● **PROBLEM REQUIREMENTS**
Reproduce everything from the line containing "Where can you find the orange patterned" down to the end of the records below as a numbered list, with blank lines and pictures left out.

● **EXCERPTED DATA**
^^^^^^^^

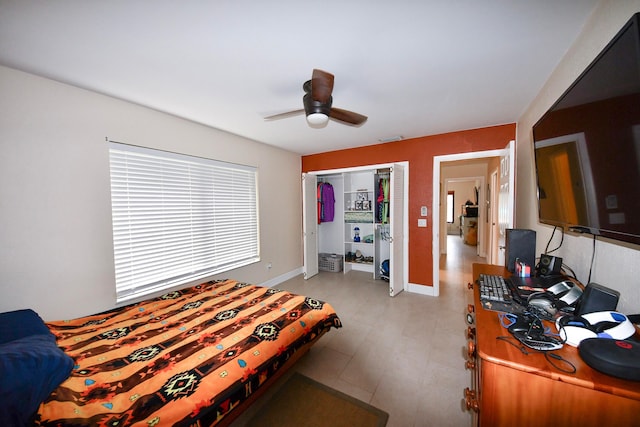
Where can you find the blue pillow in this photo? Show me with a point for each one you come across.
(30, 369)
(31, 366)
(21, 323)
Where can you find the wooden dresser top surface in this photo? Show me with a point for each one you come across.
(489, 348)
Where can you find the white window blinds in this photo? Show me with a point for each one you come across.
(178, 218)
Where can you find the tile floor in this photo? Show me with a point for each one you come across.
(404, 355)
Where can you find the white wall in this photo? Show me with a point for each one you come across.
(56, 251)
(615, 265)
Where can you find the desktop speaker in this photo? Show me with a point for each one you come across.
(520, 245)
(549, 265)
(597, 298)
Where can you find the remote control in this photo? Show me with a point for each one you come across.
(539, 342)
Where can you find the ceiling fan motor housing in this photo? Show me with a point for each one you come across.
(312, 106)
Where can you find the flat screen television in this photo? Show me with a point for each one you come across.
(587, 146)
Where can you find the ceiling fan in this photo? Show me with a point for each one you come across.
(317, 103)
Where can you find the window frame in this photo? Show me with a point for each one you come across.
(178, 218)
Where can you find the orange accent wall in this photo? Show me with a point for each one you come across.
(419, 152)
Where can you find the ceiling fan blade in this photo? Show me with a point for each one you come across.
(348, 117)
(321, 86)
(285, 115)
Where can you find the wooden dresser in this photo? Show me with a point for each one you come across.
(510, 388)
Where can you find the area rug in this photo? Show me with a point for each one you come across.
(302, 401)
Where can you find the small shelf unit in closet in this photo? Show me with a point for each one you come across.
(365, 247)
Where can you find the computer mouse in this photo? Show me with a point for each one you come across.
(543, 303)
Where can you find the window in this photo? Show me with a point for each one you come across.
(178, 218)
(450, 205)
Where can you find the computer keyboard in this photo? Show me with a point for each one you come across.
(494, 288)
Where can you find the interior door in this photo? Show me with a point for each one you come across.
(396, 222)
(310, 225)
(493, 218)
(506, 198)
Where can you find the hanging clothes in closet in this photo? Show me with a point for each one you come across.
(383, 201)
(326, 202)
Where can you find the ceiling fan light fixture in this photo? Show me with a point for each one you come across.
(317, 119)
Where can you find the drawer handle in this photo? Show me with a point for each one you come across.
(471, 349)
(471, 332)
(470, 400)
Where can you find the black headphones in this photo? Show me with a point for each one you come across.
(601, 324)
(542, 304)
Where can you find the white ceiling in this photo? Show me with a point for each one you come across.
(414, 68)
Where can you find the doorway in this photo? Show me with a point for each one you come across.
(506, 197)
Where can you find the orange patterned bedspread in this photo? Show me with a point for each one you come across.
(186, 358)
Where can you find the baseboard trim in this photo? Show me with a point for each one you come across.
(281, 278)
(421, 289)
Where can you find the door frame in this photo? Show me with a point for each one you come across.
(437, 160)
(405, 201)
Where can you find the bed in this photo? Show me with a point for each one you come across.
(193, 357)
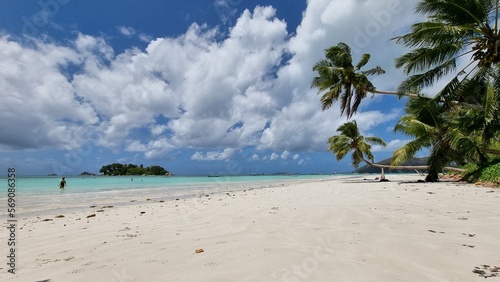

^^^^^^^^

● **FINAL ANSWER**
1. Where can you find the orange patterned bedspread in this photo? Show me with a point for each one you come across.
2. (186, 358)
3. Where can you find the baseboard trim in this photo? Show me with a point for each one you come across.
4. (281, 278)
5. (421, 289)
6. Where can you find the door frame in this photo? Show me with a point for each one you come across.
7. (437, 160)
8. (405, 201)
9. Where can you find the bed in this photo? Show me with a point for each one you come across.
10. (193, 357)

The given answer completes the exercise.